DOCUMENT EXCERPT
------------------------------------
# ferodo ds2000



## dstdub (Apr 5, 2003)

wheres the cheapest place to get these pads?


----------



## Racer_X (Jul 14, 2002)

*Re: ferodo ds2000 (dstdub)*

Potterman (http://www.parts4vws.com) used to sell them. It's tough to tell exactly what Ferodo pads they are selling there now. You might call them. The DS-2000 was the "Fast Road" compound and said "Fast Road" on the box.


----------



## M this 1! (May 17, 2000)

*Re: ferodo ds2000 (Racer_X)*

if they only have the ds2500, you'll love them too. put 10k and 3 track days on them before giving my TT brakes to my brother and his MKIV 24v. he has had them since dec and they STILL have tons of meat


----------



## jedimindcontrol (Apr 7, 2003)

*Re: ferodo ds2000 (M this 1!)*

I love mine too but the brake dust is INSANE


----------



## phatvw (Aug 29, 2001)
------------------------------------
DATASET CONTENT

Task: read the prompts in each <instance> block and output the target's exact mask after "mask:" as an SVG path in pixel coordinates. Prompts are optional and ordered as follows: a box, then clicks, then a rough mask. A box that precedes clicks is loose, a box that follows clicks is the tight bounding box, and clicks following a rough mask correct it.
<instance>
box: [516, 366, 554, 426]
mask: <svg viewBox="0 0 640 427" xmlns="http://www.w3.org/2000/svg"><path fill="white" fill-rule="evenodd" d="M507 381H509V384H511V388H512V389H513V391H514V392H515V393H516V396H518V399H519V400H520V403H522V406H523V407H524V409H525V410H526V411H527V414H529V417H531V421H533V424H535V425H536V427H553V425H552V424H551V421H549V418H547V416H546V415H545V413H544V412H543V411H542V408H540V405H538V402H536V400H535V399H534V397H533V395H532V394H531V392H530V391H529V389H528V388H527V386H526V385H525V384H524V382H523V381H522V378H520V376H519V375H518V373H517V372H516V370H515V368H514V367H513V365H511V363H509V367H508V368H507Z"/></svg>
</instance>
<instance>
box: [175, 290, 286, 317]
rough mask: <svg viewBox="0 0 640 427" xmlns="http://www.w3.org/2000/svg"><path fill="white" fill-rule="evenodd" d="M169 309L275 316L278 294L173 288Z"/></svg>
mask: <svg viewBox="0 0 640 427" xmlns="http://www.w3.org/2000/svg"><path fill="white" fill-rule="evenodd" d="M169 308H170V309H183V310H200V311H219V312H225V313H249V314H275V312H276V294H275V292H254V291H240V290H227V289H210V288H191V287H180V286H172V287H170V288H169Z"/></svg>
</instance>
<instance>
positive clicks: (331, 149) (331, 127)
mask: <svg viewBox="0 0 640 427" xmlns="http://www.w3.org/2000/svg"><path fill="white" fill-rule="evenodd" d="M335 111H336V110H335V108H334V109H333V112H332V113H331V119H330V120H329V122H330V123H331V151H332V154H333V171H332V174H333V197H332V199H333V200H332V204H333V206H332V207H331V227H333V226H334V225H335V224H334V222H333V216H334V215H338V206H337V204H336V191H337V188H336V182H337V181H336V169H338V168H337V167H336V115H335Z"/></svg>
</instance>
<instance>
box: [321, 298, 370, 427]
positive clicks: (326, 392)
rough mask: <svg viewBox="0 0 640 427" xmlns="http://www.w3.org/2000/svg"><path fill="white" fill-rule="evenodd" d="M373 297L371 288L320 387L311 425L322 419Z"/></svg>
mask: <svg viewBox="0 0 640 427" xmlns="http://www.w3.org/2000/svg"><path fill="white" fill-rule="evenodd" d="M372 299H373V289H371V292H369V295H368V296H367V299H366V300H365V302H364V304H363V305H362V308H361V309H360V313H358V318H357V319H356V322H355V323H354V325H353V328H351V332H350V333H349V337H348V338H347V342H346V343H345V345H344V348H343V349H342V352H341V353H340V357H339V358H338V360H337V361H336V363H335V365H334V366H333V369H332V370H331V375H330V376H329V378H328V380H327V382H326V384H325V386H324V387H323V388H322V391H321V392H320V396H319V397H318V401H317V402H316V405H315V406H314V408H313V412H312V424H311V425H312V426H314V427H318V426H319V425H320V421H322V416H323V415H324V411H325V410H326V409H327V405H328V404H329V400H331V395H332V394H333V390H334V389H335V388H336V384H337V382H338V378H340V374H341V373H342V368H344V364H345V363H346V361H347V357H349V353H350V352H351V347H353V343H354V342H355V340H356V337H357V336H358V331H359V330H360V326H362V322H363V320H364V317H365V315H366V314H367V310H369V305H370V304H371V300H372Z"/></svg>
------------------------------------
In the forum thread about Ferodo DS2000 brake pads, what compound was the DS-2000 described as?

WRITTEN ANSWER
The "Fast Road" compound.